Document source:
+---+
Les enfants de mères infectées par le virus du chikungunya au moment de leur naissance ont un risque important d’être infectés au cours de l’accouchement et de développer des troubles psychomoteurs : c’est ce qu’indiquent des données obtenues à partir d’une cohorte réunionnaise composée de personnes qui ont été infectées par le virus, la cohorte CHIMERE. 

Si le virus du chikungunya ne semble pas passer la barrière placentaire pendant la grossesse, les échanges materno-foetaux spécifiques à la naissance sont en revanche propices à une transmission de la mère à l’enfant dans environ 50 % des cas. Or, chez le nouveau-né, le virus entraine un risque d’encéphalopathie due à la perméabilité des tissus et à l’immaturité du système immunitaire. Des chercheurs de l’Inserm ont étudié l’impact d’une telle transmission sur le développement psychomoteur des enfants nés de mères incluses dans la cohorte CHIMERE, infectées au moment de leur accouchement.
+---+
Consigne 1: Résumez en deux phrases le texte sur la transmission du chikungunya de la mère à l'enfant.
Consigne 2: Poursuivez le texte sur la transmission du chikungunya de la mère à l'enfant, à la suite de sa dernière phrase.

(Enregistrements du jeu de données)
+---+
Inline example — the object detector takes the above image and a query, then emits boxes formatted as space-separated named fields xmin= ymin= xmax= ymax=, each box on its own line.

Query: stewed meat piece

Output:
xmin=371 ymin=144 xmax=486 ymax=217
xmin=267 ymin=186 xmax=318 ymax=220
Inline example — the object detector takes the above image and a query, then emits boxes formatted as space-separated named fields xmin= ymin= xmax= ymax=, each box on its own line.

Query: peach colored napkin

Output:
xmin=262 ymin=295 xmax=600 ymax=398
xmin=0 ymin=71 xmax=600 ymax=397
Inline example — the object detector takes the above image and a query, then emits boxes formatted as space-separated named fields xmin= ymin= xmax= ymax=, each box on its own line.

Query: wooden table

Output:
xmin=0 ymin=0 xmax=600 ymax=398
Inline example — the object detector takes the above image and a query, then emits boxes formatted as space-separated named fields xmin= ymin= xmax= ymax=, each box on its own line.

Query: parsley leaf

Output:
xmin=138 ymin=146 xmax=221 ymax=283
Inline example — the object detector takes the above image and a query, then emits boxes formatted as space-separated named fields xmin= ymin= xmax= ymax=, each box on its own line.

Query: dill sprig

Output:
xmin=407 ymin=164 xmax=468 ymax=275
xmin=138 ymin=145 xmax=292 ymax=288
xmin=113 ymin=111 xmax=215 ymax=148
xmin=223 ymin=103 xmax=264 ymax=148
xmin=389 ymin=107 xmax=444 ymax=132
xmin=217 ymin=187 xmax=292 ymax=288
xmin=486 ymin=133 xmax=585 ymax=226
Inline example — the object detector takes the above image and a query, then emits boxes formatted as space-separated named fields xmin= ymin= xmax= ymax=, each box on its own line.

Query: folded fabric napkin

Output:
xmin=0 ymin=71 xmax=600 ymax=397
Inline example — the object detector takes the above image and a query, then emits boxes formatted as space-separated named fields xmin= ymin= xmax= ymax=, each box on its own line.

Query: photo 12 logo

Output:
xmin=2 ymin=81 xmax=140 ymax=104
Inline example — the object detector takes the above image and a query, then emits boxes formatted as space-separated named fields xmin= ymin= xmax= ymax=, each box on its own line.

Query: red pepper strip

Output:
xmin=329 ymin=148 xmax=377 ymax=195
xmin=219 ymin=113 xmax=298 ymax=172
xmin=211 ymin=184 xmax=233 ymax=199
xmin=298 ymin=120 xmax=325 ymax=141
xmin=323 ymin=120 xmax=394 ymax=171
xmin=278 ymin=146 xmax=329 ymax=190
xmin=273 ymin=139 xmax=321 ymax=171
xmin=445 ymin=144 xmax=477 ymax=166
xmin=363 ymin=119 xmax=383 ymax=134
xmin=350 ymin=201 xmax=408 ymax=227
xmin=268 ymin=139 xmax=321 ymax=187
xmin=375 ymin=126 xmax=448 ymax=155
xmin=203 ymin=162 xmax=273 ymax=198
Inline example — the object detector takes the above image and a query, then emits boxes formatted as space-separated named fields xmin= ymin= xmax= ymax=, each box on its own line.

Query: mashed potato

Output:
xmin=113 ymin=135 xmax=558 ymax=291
+---+
Votre réponse 1: D'après des données de la cohorte réunionnaise CHIMERE, les enfants dont la mère est infectée par le chikungunya au moment de la naissance risquent fortement d'être infectés pendant l'accouchement et de développer des troubles psychomoteurs. Le virus ne semble pas franchir la barrière placentaire pendant la grossesse, mais il se transmet à la naissance dans environ 50 % des cas, avec chez le nouveau-né un risque d'encéphalopathie, d'où l'étude de chercheurs de l'Inserm sur le développement psychomoteur de ces enfants.

Votre réponse 2:
Un retard psychomoteur dans plus de la moitié des cas

Les chercheurs ont comparé le niveau de développement psychomoteur à l’âge de deux ans de 33 enfants infectés au moment de la naissance et celui de 135 enfants non infectés. Ils ont pour cela utilisé une échelle d’évaluation du développement neuro-cognitif couramment employée en pédiatrie dans les pays francophones (échelle Brunet-Lezine). Différents paramètres pouvant influencer le développement des enfants, comme le poids de naissance ou la prématurité, ont été pris en compte.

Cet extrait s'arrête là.